Stored records:
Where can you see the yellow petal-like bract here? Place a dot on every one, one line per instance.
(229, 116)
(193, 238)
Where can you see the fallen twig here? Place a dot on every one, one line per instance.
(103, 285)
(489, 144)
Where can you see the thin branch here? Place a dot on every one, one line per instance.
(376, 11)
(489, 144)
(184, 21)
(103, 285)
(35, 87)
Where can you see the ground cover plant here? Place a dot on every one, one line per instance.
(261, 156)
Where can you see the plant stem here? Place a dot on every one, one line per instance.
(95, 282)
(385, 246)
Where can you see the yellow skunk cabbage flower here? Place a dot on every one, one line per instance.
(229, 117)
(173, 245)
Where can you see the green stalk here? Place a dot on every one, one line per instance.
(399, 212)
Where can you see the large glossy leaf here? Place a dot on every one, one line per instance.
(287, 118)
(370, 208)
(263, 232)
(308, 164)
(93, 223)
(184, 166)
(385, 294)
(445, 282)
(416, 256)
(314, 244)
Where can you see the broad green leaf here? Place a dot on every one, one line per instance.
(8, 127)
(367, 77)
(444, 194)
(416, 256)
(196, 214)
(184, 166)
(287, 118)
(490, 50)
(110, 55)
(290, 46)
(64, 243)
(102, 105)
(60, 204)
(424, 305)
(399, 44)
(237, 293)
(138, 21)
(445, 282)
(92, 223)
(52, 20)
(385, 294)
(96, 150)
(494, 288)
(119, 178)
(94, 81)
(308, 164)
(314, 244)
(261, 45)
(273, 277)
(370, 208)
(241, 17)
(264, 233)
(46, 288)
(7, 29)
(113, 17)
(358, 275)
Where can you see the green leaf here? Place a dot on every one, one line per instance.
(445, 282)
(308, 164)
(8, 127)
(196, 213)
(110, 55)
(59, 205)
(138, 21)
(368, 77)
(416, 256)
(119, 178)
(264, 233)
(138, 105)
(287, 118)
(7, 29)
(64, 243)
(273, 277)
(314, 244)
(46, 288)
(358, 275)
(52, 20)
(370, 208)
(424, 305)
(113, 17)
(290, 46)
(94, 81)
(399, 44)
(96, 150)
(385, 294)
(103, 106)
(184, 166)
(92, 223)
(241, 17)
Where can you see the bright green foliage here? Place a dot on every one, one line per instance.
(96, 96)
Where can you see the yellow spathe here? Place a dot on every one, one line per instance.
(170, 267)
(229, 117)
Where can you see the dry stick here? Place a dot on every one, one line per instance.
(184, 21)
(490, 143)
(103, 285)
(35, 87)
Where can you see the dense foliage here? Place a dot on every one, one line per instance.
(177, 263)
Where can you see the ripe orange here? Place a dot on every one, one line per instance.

--

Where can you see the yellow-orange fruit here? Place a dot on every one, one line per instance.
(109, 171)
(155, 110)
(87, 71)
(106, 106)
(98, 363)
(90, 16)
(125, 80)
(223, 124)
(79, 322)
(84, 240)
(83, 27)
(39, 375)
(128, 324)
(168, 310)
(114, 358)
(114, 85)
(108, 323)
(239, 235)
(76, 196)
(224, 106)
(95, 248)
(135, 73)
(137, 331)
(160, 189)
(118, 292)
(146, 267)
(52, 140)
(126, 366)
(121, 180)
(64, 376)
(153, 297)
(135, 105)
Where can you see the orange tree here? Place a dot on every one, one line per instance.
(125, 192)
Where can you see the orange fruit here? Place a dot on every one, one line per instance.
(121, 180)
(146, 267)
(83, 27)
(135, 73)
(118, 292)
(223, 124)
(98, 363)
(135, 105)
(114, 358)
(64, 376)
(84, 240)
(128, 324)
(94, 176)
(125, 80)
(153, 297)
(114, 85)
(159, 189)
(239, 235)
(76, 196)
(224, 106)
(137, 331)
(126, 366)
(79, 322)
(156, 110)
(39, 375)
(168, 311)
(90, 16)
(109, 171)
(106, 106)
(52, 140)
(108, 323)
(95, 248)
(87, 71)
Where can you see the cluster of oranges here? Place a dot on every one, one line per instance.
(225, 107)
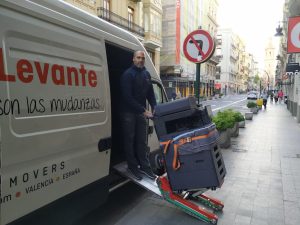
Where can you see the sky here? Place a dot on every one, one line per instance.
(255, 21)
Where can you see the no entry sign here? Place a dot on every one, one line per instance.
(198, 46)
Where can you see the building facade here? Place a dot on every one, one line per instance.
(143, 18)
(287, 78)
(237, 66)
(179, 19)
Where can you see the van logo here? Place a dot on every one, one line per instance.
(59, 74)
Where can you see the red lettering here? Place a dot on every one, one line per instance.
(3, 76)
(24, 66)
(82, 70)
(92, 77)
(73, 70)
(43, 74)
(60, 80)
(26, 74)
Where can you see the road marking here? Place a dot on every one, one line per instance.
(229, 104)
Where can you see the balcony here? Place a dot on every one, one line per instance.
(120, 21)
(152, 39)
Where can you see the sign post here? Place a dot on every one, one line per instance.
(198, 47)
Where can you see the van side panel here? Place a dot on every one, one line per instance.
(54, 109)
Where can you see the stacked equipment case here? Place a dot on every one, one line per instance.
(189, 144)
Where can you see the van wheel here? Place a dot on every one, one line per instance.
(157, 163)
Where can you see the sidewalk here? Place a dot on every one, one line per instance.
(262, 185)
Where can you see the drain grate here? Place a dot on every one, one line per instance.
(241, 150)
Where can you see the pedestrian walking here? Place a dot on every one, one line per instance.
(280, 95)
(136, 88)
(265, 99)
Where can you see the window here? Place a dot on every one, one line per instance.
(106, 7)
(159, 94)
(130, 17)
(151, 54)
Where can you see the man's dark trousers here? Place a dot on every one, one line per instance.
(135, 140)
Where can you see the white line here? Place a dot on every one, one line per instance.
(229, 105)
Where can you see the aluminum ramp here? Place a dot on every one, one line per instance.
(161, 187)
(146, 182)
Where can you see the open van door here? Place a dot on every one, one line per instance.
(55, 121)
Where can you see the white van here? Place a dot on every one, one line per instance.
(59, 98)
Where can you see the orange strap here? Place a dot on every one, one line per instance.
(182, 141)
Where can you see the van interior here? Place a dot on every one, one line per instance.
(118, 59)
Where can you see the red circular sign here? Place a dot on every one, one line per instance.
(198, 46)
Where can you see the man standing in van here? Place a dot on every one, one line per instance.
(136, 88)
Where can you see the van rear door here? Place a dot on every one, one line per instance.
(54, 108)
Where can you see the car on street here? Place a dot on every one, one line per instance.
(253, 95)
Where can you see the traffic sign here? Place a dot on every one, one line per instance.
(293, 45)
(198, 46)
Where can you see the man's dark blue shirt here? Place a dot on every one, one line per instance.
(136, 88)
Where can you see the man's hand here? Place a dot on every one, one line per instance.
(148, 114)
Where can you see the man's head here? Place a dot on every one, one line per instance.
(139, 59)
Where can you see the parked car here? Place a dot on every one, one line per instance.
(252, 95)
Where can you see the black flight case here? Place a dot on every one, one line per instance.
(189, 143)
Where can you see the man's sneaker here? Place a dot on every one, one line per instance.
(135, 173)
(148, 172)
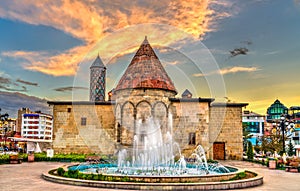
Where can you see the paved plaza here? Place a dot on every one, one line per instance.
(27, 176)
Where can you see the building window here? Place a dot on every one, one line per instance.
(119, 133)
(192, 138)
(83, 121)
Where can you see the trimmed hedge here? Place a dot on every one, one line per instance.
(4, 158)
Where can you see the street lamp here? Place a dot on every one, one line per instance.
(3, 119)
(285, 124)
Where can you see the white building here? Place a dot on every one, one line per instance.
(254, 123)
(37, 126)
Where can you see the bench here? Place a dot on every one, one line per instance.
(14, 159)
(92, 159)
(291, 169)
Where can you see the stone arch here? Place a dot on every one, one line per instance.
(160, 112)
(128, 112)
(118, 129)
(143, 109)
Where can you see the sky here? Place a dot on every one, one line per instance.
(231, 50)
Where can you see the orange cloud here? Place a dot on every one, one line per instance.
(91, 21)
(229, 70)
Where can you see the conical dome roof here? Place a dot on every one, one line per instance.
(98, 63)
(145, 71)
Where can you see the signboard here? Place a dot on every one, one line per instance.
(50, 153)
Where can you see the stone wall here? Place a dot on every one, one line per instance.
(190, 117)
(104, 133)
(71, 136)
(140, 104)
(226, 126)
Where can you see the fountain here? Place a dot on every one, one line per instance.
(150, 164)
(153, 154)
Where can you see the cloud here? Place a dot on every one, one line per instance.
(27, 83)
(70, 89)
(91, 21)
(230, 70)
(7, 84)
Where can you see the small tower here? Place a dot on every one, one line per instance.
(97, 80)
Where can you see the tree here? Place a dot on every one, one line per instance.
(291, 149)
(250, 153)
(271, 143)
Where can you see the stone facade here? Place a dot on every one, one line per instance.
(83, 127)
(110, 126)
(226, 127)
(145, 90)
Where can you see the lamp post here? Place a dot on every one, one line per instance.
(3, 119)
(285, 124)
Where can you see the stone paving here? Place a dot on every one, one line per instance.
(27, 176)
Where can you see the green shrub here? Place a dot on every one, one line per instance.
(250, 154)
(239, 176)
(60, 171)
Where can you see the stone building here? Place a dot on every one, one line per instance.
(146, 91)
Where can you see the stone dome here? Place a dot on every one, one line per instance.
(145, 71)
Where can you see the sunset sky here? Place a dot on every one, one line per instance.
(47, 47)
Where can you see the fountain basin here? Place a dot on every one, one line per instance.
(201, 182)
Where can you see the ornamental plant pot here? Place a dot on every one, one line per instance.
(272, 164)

■ GOAL ■
Can you rewrite the entries as a JSON list of strings, one string per line with blank lines omitted, starting with the line that contains "Where can you see the bright" and going on through the line that contains "Where can you see the ripe"?

■ TASK RESPONSE ■
[
  "Where can you see the bright green foliage here? Place a dot on every one, one line per instance.",
  "(96, 96)",
  "Where can you see the yellow spathe here? Place a dot on every one, one line per instance.",
  "(170, 267)",
  "(229, 117)",
  "Where can you see the dry stick here? Place a dot on every one, one line per instance.",
  "(184, 21)",
  "(490, 143)",
  "(103, 285)",
  "(35, 87)",
  "Where can you see the dense foliage here? Place a dot on every one, one line per instance.",
  "(177, 263)",
  "Where can you see the ripe orange here? Place a dot on every one, one line per instance."
]